:: THE TASK ::
The lines from the start of the records through the one containing "M 122 99 L 122" are to be restated word for word; please include both ends.

(DATA SECTION begins)

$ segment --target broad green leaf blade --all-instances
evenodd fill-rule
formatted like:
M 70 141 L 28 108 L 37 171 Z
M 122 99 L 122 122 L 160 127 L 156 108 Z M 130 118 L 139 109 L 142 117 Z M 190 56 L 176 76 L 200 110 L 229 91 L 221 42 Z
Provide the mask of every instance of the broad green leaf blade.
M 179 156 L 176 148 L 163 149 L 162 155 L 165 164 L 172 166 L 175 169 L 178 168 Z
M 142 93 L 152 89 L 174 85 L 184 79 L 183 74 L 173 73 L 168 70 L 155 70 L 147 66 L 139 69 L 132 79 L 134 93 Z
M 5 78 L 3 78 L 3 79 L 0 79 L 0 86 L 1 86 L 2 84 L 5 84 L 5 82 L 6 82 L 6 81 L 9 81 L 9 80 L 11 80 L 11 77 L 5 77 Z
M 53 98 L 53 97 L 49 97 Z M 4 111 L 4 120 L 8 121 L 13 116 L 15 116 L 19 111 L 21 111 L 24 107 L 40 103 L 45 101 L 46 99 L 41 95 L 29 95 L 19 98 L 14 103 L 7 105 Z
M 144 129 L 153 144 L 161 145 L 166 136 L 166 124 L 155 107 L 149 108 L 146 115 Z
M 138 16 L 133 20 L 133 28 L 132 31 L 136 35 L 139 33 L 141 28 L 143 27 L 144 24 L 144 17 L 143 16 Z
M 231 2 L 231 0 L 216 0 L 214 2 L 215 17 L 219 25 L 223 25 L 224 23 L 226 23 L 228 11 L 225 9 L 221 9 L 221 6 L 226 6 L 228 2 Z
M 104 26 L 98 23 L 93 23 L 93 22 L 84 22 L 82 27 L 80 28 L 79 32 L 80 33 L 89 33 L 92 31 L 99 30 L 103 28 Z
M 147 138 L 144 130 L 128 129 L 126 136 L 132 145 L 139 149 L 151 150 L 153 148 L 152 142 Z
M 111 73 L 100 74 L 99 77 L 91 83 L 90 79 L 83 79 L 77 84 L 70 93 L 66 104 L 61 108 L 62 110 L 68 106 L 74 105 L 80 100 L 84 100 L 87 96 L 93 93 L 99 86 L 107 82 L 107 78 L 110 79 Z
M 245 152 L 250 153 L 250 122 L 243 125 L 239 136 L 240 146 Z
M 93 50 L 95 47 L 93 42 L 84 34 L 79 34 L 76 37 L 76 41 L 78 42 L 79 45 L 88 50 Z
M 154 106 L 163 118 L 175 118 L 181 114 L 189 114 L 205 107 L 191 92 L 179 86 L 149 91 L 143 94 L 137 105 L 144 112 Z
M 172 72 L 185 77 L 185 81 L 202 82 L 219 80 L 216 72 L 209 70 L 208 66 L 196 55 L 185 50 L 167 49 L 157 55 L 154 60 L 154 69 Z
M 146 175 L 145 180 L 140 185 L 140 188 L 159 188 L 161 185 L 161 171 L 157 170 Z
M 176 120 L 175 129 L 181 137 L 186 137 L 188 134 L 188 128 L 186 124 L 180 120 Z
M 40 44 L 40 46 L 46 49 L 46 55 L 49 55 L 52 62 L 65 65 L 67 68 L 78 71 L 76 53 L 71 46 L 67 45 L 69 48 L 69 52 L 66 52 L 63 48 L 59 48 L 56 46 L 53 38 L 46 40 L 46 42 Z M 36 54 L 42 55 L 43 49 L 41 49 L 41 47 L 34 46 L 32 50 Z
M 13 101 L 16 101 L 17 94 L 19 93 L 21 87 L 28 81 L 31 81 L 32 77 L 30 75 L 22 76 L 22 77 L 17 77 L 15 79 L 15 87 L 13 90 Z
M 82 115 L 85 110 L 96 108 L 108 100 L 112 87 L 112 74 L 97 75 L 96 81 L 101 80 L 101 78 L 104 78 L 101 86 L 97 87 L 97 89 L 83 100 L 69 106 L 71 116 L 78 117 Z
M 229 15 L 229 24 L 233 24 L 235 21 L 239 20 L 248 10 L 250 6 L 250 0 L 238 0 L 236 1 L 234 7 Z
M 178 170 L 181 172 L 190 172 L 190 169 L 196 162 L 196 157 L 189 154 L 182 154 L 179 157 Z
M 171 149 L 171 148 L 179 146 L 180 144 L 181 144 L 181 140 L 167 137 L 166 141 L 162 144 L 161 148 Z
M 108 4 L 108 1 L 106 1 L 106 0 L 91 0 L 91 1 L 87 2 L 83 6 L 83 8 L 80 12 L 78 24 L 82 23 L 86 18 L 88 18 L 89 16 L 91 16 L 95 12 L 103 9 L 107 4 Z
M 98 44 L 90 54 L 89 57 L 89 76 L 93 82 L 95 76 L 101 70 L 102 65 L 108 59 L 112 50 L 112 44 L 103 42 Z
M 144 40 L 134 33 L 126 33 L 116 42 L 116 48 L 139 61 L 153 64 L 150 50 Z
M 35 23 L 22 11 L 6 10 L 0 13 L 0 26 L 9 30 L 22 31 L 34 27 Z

(DATA SECTION ends)

:: ANSWER BELOW ::
$ segment --target broad green leaf blade --all-instances
evenodd fill-rule
formatted like:
M 70 141 L 28 108 L 37 171 Z
M 122 99 L 122 122 L 160 127 L 156 108 Z M 130 118 L 139 109 L 142 117 Z M 190 56 L 176 76 L 200 110 L 229 91 L 221 42 Z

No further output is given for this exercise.